/---

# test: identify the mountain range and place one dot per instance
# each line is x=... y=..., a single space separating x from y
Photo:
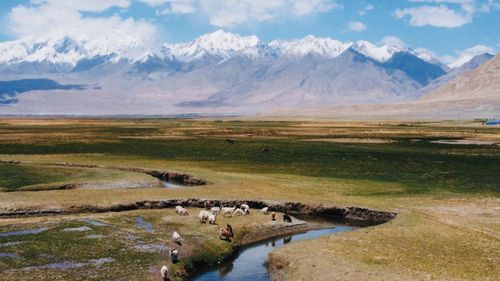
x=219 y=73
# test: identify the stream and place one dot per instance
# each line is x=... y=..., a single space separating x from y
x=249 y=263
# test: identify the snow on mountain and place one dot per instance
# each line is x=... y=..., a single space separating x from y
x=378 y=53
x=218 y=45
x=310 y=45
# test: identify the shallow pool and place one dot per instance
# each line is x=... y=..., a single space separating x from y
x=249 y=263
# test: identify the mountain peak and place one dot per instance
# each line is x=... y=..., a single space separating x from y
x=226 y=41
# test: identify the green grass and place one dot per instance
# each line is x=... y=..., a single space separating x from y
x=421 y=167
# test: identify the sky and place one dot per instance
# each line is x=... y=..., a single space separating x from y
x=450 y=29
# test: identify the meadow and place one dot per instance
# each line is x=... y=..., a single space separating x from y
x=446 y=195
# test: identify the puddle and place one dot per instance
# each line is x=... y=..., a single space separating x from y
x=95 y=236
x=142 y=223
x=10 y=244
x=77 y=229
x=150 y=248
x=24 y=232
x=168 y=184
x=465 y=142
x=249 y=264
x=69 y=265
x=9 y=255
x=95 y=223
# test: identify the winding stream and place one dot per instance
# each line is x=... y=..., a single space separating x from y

\---

* Task prompt: Print verbatim the lines of the material from the line containing "# test: identify the sky" through the last line of the material, both included.

* Task answer:
# test: identify the sky and place one dot per instance
# each line is x=... y=..., a single space separating x from y
x=450 y=29
# test: identify the meadow and place one dot per instance
# each line is x=... y=..., a single space separating x from y
x=446 y=195
# test: identify the puddle and place one dot per instance
# each line is x=... y=..., a single space separating x from y
x=95 y=236
x=142 y=223
x=10 y=244
x=77 y=229
x=150 y=248
x=24 y=232
x=168 y=184
x=465 y=142
x=249 y=264
x=69 y=265
x=9 y=255
x=95 y=223
# test: identify the winding stream and place one dot per instance
# each line is x=... y=..., a single space separating x from y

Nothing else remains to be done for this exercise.